YOUR OBJECTIVE: Count the lines in the material below that contain the string "segment", treating case as significant, and give only the number.

--- Start of DATA SECTION ---

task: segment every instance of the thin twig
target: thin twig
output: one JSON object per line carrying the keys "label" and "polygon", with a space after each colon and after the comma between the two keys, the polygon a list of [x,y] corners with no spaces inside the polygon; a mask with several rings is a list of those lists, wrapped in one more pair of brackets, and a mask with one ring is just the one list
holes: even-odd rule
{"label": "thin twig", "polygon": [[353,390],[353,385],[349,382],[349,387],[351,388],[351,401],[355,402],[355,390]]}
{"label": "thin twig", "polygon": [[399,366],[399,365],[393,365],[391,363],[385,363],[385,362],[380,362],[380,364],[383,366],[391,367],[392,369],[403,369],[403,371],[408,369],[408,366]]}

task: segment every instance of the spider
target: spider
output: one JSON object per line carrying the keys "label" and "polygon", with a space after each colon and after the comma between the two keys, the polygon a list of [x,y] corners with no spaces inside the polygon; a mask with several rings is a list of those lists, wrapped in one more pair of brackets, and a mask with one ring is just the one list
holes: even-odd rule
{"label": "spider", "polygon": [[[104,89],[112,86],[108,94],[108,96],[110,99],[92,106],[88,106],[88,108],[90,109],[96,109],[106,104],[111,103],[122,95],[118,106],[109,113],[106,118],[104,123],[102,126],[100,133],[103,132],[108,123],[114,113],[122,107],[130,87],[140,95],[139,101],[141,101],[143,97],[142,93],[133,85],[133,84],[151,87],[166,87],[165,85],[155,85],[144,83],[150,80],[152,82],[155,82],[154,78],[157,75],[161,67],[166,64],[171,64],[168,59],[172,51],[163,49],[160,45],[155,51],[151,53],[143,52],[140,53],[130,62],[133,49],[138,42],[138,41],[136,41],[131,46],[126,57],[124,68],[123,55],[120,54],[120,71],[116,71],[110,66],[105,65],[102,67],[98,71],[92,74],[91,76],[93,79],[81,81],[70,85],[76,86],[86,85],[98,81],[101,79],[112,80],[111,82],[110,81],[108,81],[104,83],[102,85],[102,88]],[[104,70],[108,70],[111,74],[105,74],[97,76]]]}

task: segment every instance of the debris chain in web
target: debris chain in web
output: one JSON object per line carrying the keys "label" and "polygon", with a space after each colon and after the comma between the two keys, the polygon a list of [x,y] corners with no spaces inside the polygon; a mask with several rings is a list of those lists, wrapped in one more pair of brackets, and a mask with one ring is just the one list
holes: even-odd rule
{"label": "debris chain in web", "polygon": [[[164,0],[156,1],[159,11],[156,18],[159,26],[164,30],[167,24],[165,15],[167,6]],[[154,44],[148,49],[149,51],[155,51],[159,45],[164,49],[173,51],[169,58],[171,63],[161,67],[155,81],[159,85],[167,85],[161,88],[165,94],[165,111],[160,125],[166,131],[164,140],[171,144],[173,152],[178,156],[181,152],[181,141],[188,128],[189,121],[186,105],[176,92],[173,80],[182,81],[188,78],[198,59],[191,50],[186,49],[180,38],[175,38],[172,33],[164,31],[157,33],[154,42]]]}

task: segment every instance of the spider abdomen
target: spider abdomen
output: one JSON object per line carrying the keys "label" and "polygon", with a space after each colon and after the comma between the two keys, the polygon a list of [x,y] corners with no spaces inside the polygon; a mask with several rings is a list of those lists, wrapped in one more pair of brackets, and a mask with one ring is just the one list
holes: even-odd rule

--- End of DATA SECTION ---

REPLY TO THE TASK: 4